DATA IN THIS EXERCISE =>
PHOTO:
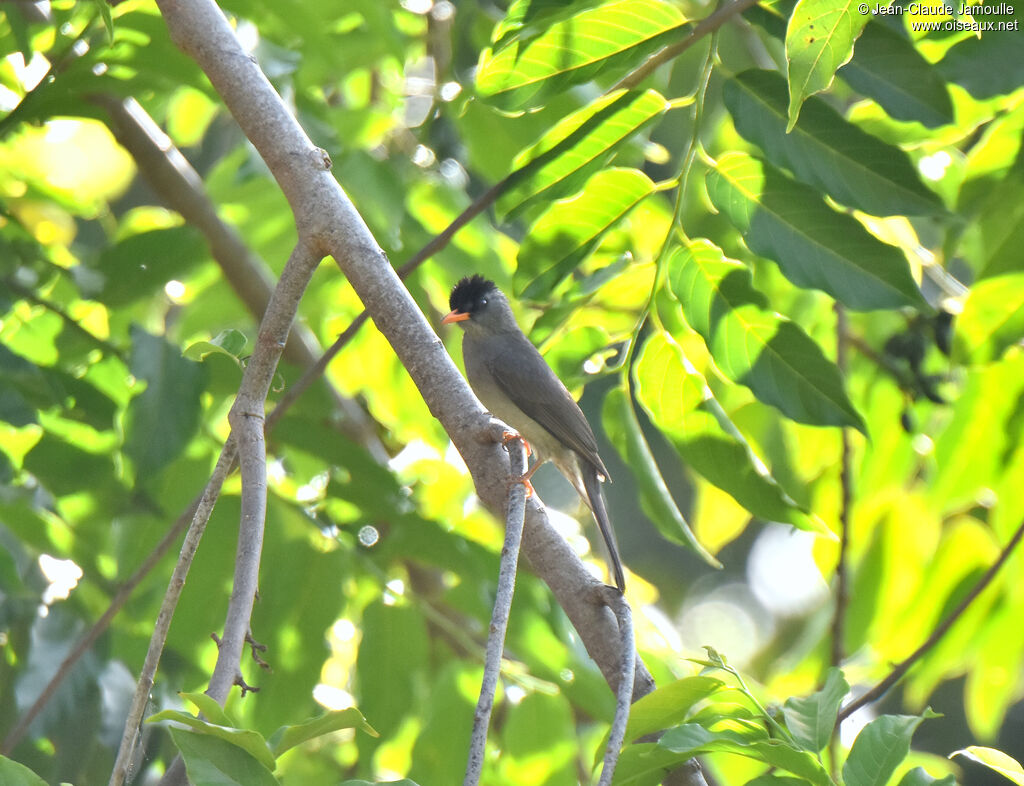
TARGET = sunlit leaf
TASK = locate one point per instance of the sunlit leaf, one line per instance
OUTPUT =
(693, 739)
(918, 777)
(623, 428)
(164, 417)
(290, 736)
(244, 739)
(987, 64)
(679, 402)
(13, 774)
(880, 748)
(814, 246)
(888, 68)
(825, 150)
(213, 761)
(611, 37)
(579, 145)
(994, 759)
(992, 318)
(811, 719)
(819, 40)
(754, 345)
(669, 704)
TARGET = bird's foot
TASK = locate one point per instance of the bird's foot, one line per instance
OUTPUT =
(525, 481)
(509, 436)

AIM OF THE TASK =>
Copy the material verbatim. The pictures are not part of the copy.

EXERCISE RESULT =>
PHOTO:
TARGET = sunlit leaf
TASK = locate one point per instance of the sunlit leaf, one line per instance
OUTPUT =
(693, 739)
(918, 777)
(623, 428)
(164, 417)
(290, 736)
(244, 739)
(987, 64)
(679, 402)
(13, 774)
(880, 748)
(814, 246)
(888, 68)
(825, 150)
(213, 761)
(611, 37)
(579, 145)
(994, 759)
(992, 318)
(811, 719)
(819, 40)
(754, 345)
(669, 704)
TARGET = bird's foot
TASK = locate one point per instance of the bird's foot, one line per instance
OUTPUT =
(525, 481)
(509, 436)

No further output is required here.